Что сделать:
A: Повторите без изменений часть фрагмента о Ницше и Гёте от слов «Гёте предвосхитил Ницше» до слов «и жизненного разума.» включительно.
B: Продолжите фрагмент о Ницше и Гёте, начав сразу после его последнего предложения.

Фрагмент для чтения:
*-*-*
Ницше — страница 50 из 132

Суха, мой друг, теория везде,

А древо жизни пышно зеленеет!

Кто нынче христианин, каким его хотел видеть Христос? Пожалуй, я один, хотя вы и считаете меня язычником.

Гёте видел неискоренимость борьбы, страдания, трагедии и, упреждая Ницше и вагнеровского Вотана, писал: «Где буйные силы клокочут, открыто зову я к войне».

Гёте предвосхитил Ницше идеей первичности жизни, ее самоценности и самодостаточности: «Жизнь существует просто для того, чтобы ее прожить». Ницшеанство — философия жизненности, заимствованная у Гёте. Всё, что хотел сказать Ницше — сверхчеловеком, Заратустрой, «белокурой бестией», — это производность культуры, философии, религии, этики от жизни, от жизненной мощи и жизненного разума.

Х. Ортега-и-Гассет:

Открытие имманентных жизни ценностей, совершенное Гёте и Ницше (несмотря на чрезмерно зоологический язык последнего), было гениальным предвидением будущего, событием огромного значения — открытием этих ценностей, мироощущением целой эпохи. Провиденная, возвещенная гениальными авгурами эпоха наступила — это наша эпоха.

О, как был бы он счастлив, если бы знал, что «Гёте» означает: «изливающий», «производитель», «жеребец», «самец».

Ницше пошел дальше. Он не просто позаимствовал у Гёте имморализм, не просто выставил трагедию напоказ, но утвердил превосходство могущества жизни, вскрыл творческое начало борьбы для развития жизни.

Неумолимый инквизитор, безжалостно допрашивает он свою совесть о каждом своем убеждении и переживает испански-мрачное, сладострастно-жестокое наслаждение при виде бесчисленных аутодафе, пожирающих убеждения, которые он признал еретическими. Постепенно влечение к самоуничтожению становится у Ницше страстью: «Радость уничтожения сравнима для меня только с моей способностью к уничтожению». Из постоянного превращения возникает страсть противоречить себе, быть своим собственным антагонистом: отдельные высказывания в его книгах как будто намеренно сопоставлены так, чтобы одно опровергало другое; страстный прозелит своих убеждений каждому «нет» противопоставляет «да», каждому «да» — властное «нет»; бесконечно растягивает он свое «я», чтобы достигнуть полюсов бесконечности и электрическое напряжение между полюсами ощутить как подлинную жизнь.
*-*-*
Записи набора данных:
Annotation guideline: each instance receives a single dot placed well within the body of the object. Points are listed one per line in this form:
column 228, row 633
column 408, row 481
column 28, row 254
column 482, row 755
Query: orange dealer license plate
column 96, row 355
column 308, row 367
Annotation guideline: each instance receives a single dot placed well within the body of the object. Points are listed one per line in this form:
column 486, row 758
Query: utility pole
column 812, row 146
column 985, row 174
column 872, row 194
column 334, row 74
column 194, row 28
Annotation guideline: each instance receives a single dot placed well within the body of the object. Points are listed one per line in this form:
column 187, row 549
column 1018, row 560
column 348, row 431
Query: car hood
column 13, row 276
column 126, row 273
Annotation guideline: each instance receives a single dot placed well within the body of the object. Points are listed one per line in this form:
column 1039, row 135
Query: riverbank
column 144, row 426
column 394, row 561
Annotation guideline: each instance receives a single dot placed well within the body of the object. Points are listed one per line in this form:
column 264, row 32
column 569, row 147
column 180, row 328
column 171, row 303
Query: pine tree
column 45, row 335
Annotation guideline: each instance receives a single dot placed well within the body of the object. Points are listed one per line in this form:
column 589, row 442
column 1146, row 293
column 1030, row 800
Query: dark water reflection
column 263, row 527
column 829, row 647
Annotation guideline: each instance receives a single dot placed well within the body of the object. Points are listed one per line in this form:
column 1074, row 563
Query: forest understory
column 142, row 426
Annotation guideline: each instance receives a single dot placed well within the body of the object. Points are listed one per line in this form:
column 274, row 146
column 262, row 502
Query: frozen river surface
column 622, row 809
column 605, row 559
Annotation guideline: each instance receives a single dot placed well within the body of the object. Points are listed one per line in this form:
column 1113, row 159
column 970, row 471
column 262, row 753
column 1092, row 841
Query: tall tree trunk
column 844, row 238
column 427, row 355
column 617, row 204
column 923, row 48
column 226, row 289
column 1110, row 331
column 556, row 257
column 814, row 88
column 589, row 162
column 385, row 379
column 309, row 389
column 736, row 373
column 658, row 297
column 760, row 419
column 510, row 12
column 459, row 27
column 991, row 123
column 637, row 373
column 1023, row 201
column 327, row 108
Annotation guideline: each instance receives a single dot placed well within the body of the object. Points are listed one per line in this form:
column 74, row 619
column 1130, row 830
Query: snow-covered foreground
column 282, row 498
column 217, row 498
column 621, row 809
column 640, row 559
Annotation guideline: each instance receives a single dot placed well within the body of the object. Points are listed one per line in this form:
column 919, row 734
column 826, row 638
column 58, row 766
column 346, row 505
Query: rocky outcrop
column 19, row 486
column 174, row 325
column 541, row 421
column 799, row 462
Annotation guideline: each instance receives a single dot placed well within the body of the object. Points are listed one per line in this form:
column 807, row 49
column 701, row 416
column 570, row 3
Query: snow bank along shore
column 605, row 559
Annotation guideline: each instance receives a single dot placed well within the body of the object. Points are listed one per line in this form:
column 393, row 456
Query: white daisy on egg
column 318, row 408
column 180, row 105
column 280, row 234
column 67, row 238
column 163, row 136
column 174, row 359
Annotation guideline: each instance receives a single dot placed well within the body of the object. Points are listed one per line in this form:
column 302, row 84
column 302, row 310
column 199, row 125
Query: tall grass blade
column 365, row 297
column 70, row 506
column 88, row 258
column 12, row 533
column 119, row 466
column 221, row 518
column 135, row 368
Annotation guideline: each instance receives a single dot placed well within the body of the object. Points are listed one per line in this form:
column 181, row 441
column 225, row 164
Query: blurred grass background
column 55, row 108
*-*-*
Ответы к заданиям:
A:
Гёте предвосхитил Ницше идеей первичности жизни, ее самоценности и самодостаточности: «Жизнь существует просто для того, чтобы ее прожить». Ницшеанство — философия жизненности, заимствованная у Гёте. Всё, что хотел сказать Ницше — сверхчеловеком, Заратустрой, «белокурой бестией», — это производность культуры, философии, религии, этики от жизни, от жизненной мощи и жизненного разума.

B:
«Душа, убегающая от самой себя и настигающая себя на самых дальних путях».

У Ницше огромное количество точек соприкосновения с Гёте, и все-таки они взаимоисключительны: по стилю жизни, по характеру горения, по духовной эволюции. Жизнь все больше умудряет Гёте: пламенный юноша становится рассудительно-деятельным мужем, затем убеленным сединами схолархом: «Из революционера он становится консерватором, из лирика — ученым, самосохранение сменяет юношескую расточительность».

С. Цвейг:

Ницше идет обратным путем: если Гёте стремится к достижению внутренней прочности, плотности своего существа, то Ницше всё более страстно жаждет саморастворения: как всякая демоническая натура, с годами он становится всё более торопливым, нетерпеливым, бурным, буйным, хаотичным. Даже внешние события его жизни обнаруживают направление развития, противоположное обычному. Жизнь Ницше начинается старостью. В двадцать четыре года, когда его сверстники еще предаются студенческим забавам, пьют пиво на корпорантских пирушках и устраивают карнавалы, Ницше — уже ординарный профессор, достойный представитель филологической науки в славном Базельском университете.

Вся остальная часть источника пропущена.